(Stated problem) Rewrite the listing below, swapping every occurrence of "response" for "result" and leaving everything else unchanged.

(Extracted data)
——————
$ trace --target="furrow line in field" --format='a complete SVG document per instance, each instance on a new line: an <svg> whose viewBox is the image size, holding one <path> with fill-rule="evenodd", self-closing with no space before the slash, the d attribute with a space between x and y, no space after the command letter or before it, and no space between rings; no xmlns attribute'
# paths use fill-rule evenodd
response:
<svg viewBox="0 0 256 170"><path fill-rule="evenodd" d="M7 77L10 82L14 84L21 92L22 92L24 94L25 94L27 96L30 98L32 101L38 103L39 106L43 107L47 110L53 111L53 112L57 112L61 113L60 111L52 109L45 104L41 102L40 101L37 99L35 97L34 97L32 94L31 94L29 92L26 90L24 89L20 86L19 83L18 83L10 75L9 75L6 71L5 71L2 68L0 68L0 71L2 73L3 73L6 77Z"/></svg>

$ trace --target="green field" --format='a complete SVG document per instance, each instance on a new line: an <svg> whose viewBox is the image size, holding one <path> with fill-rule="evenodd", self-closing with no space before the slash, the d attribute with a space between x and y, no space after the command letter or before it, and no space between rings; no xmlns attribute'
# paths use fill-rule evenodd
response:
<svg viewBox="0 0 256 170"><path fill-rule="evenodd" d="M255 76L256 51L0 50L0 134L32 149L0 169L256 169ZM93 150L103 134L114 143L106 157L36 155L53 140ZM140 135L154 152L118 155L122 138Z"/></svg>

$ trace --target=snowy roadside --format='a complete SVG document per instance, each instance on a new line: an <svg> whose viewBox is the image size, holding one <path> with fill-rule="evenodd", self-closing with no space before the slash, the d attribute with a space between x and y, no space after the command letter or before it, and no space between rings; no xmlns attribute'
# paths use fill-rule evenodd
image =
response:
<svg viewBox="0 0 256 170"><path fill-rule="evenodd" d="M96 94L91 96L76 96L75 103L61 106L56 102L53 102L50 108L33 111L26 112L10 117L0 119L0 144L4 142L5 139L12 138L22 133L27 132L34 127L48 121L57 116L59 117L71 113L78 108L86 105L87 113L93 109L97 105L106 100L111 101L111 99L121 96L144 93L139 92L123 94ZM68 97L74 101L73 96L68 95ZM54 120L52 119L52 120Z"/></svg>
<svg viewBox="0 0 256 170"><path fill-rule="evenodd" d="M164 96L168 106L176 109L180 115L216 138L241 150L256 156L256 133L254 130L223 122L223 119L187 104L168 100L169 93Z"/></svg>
——————
(Task solution)
$ trace --target="furrow line in field" --format='a complete SVG document per instance, each instance on a new line: an <svg> whose viewBox is the image size, holding one <path> with fill-rule="evenodd", self-closing with no space before the slash, the d attribute with a space between x and y, no space after the command letter or before it, and no space between rings; no xmlns attribute'
# paths use fill-rule evenodd
result:
<svg viewBox="0 0 256 170"><path fill-rule="evenodd" d="M7 77L10 82L14 84L21 92L22 92L24 94L25 94L27 96L30 98L32 101L38 103L39 106L43 107L47 110L53 111L53 112L57 112L61 113L60 111L52 109L45 104L41 102L40 101L37 99L35 97L34 97L32 94L31 94L29 92L26 90L24 89L20 86L19 83L18 83L10 75L9 75L6 71L5 71L2 68L0 68L0 71L2 73L3 73L6 77Z"/></svg>

$ trace --target="green field" --format='a complete SVG document per instance, each instance on a new line: an <svg> whose viewBox is the image size, holding one <path> with fill-rule="evenodd", self-closing with no space before the slash, the d attribute with a space between x and y, no space after the command letter or before it, and no space between rings; no xmlns attribute'
# paths use fill-rule evenodd
result:
<svg viewBox="0 0 256 170"><path fill-rule="evenodd" d="M255 76L256 51L0 50L0 134L32 149L0 169L256 169ZM93 150L103 134L114 143L106 157L36 155L53 140ZM140 135L154 152L118 155L122 138Z"/></svg>

$ trace --target=snowy roadside --format='a complete SVG document per instance, each instance on a new line: an <svg> whose viewBox is the image size, holding one <path> with fill-rule="evenodd", self-closing with no space before the slash, the d attribute with a space between x and y, no space after the command letter or before it, and no space between rings; no xmlns attribute'
# paths use fill-rule evenodd
image =
result:
<svg viewBox="0 0 256 170"><path fill-rule="evenodd" d="M96 94L91 96L76 96L75 103L61 106L56 102L53 102L50 108L33 111L26 112L10 117L0 119L0 144L4 142L5 139L12 138L22 133L27 132L34 127L48 121L57 116L59 117L71 113L78 108L86 105L87 113L93 109L97 105L106 100L111 101L111 99L121 96L144 93L139 92L123 94ZM68 97L74 101L73 96L68 95ZM54 120L52 119L52 120Z"/></svg>
<svg viewBox="0 0 256 170"><path fill-rule="evenodd" d="M164 96L168 106L176 109L180 115L216 138L241 150L256 156L256 133L254 130L223 122L223 119L187 104L168 100L169 93Z"/></svg>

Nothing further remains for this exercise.